» WORK INSTRUCTION
Reproduce the material that follows, keeping every line exactly as it is.
◇ ◇ ◇ ◇ ◇ ◇ ◇
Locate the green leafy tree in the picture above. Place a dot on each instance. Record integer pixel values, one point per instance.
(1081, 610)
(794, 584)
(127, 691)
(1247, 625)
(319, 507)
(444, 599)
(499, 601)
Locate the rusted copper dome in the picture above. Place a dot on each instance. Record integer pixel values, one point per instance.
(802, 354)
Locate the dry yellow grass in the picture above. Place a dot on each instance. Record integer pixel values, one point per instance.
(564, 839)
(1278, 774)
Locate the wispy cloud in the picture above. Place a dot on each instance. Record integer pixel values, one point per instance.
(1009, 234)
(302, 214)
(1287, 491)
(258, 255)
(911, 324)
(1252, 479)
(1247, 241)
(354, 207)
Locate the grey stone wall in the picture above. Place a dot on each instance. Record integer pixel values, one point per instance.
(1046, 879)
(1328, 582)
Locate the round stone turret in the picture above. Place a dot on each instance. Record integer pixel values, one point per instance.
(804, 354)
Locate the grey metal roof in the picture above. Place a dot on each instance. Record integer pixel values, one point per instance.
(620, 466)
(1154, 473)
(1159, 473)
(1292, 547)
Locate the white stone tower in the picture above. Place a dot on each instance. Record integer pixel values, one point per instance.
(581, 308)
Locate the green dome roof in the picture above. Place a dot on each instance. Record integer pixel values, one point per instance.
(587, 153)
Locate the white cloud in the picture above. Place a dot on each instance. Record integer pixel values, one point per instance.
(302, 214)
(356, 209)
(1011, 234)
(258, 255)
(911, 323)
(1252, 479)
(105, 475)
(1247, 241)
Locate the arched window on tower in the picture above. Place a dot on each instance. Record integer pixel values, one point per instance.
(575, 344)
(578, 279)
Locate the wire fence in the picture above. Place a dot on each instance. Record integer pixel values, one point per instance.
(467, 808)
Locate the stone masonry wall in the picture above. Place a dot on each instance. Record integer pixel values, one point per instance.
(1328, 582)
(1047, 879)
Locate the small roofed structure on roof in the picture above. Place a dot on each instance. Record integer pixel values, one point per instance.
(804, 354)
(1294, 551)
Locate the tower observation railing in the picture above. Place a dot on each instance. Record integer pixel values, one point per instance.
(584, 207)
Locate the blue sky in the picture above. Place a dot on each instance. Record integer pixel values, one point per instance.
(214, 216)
◇ ◇ ◇ ◇ ◇ ◇ ◇
» EXERCISE SOLUTION
Locate the green leafy tree in the picture above. Place a dot on each instance. Record integer pixel values, one point per instance.
(1081, 610)
(794, 584)
(127, 691)
(1247, 625)
(319, 507)
(444, 599)
(499, 601)
Locate the rusted copper dome in the picture above. Place a dot on each instance. Record integer pixel values, one point per instance.
(802, 354)
Locate the dry yellow grass in the picture above. Place a dot on each instance. Record integer pixel values, one point per instance.
(564, 839)
(1278, 774)
Locate the wispy cloud in the picture above. Place a dot on each instance. Record integer pixel values, one point per instance.
(1009, 234)
(302, 214)
(1287, 491)
(258, 255)
(911, 324)
(1252, 479)
(1247, 241)
(354, 207)
Locate the grey stone wall in the picture above. Place a dot on each instance. Record integer pixel values, one point per instance.
(1046, 879)
(1328, 582)
Locate the round stone turret in the picture above. Place a dot on each instance. Record integer pixel values, one point per instance.
(804, 354)
Locate the grey metal roof in the picture above. Place a dot on each instance. Record integer pixel values, one point per instance.
(620, 466)
(1154, 473)
(1159, 473)
(1292, 547)
Locate the white stone tower in the picture above. Place a dot on each instance. Record integer pixel values, one point per instance.
(581, 308)
Locate the green dome roof in the picture above. Place a dot on each instance. Record integer pixel values, one point per instance.
(587, 153)
Locate the white cloud in the picture above. Place a dot on each instance. Record integer pixel values, one point per instance.
(302, 214)
(356, 209)
(1011, 234)
(258, 255)
(911, 323)
(1252, 479)
(105, 475)
(1247, 241)
Locate the arched window on tower in the picture above. Place a dot on each instance. Record integer pixel values, one point per instance.
(575, 344)
(578, 279)
Locate the wire fence in the picture above. Place a dot on each instance. Record integer pixel values, one point per instance.
(467, 808)
Locate the stone masonry wall in the picture above. Place a dot on each instance. Record integer pixel values, one point per instance.
(1328, 582)
(1047, 879)
Locate the small roofed structure on roof in the picture above. Place a dot on each instance. Record integer pixel values, one point per instance.
(804, 354)
(1294, 551)
Locate the tower observation railing in the picture above. Place a dot on each instance. Record integer pixel values, one point per instance.
(584, 207)
Locate the blue sky in the picture above. Place a dot on each instance. Record integer pixel values, one point per instance.
(214, 216)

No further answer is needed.